INFORMATION SHOWN →
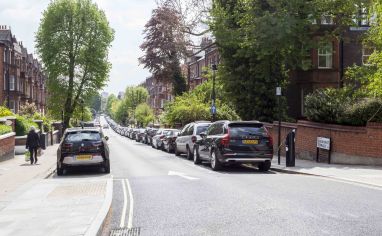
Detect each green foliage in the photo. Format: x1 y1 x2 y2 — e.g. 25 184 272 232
36 0 114 127
0 106 15 117
0 125 12 135
210 0 363 121
305 88 353 123
15 115 38 136
305 87 382 126
19 102 37 118
161 80 240 126
134 103 155 127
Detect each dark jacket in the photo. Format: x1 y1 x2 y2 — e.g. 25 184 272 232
26 130 40 148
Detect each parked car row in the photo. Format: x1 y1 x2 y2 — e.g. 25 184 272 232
103 116 273 171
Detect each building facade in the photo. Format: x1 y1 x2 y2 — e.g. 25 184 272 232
0 26 47 114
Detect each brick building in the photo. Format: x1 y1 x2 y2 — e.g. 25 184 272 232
0 26 47 114
186 20 372 118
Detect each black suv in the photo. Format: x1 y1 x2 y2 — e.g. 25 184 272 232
57 128 110 175
193 121 273 171
175 121 211 160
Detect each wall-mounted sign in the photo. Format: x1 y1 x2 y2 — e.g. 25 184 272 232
317 137 330 150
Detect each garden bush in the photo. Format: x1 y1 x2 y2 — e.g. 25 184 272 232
0 106 15 117
16 115 38 136
0 125 12 135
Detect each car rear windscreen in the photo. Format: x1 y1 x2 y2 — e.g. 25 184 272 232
229 124 266 136
196 125 210 135
65 131 101 142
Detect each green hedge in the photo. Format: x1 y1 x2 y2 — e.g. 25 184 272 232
305 88 382 126
16 115 38 136
0 125 12 135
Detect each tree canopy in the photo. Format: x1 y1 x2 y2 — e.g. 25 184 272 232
36 0 114 127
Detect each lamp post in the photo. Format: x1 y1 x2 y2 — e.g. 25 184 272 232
276 87 282 165
211 64 217 122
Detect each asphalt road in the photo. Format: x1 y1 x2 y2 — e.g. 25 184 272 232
98 118 382 236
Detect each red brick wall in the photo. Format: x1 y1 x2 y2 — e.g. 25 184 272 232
0 133 15 161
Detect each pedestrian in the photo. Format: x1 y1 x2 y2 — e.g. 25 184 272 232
26 126 40 165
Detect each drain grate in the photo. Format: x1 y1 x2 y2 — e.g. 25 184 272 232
110 227 141 236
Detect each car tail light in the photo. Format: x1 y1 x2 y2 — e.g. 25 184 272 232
265 129 273 147
220 129 231 147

WORK TO COMPLETE →
Copy the data above word for word, leaving out the pictures.

RESULT BELOW →
Detect each green foliage in the photo. Format: x1 y1 x2 y2 — e.g. 25 184 272 232
36 0 114 127
0 106 15 117
0 125 12 135
210 0 363 121
305 88 353 123
15 115 38 136
305 87 382 126
19 102 37 118
161 80 240 126
134 103 155 127
Detect each dark jacket in the photo. Format: x1 y1 x2 y2 — e.g. 25 184 272 232
26 130 40 148
Detect each parked car row in the photo. Format: x1 y1 x2 y2 — e.g. 25 184 272 232
103 116 273 171
Detect each building facade in the photo. Format: x1 y1 x2 y2 — e.g. 25 184 272 232
0 26 47 114
Detect each brick building in the photo. Format: x1 y1 x2 y2 — e.g. 25 184 272 232
0 26 47 114
186 20 372 118
Detect each black suv in the photo. Format: x1 y1 x2 y2 — e.g. 25 184 272 232
57 128 110 175
193 121 273 171
175 121 211 160
Detect each wall-mounted sign in the photo. Format: x1 y1 x2 y2 — e.g. 25 184 272 232
317 137 330 150
Detect each garden bush in the photo. Format: x1 y1 x2 y2 — e.g. 25 184 272 232
0 106 15 117
16 115 38 136
0 125 12 135
Detect each car rear windscreen in the photo. Format: x1 y1 x2 y2 — e.g. 25 184 272 232
229 124 266 136
196 125 210 135
65 131 101 142
Detect each green hedge in the photo. Format: x1 y1 x2 y2 — e.g. 25 184 272 232
305 88 382 126
16 115 38 136
0 125 12 135
Detect each tree canopy in the photo. Format: x1 y1 x2 y2 — e.g. 25 184 272 232
36 0 114 127
Detect each lamp post in the photo. Format: x1 y1 x2 y2 — e.g. 25 184 272 232
276 87 282 165
211 64 217 122
Detect each asphalt road in the photo. Format: x1 y1 x2 y2 — e.g. 25 184 272 232
98 118 382 236
Detect each red brick wall in the photo. Format: x1 y1 x2 y2 — e.g. 25 184 272 232
0 133 15 161
Detect each pedestrian in the photo. Format: x1 y1 x2 y2 — e.g. 25 184 272 232
26 126 40 165
Detect each drain grate in the photo. Format: x1 y1 x2 y2 — e.g. 25 184 272 232
110 227 141 236
Detect each car tail light in the photo. Format: x1 y1 x2 y2 — e.g. 25 184 272 232
265 129 273 147
220 129 231 147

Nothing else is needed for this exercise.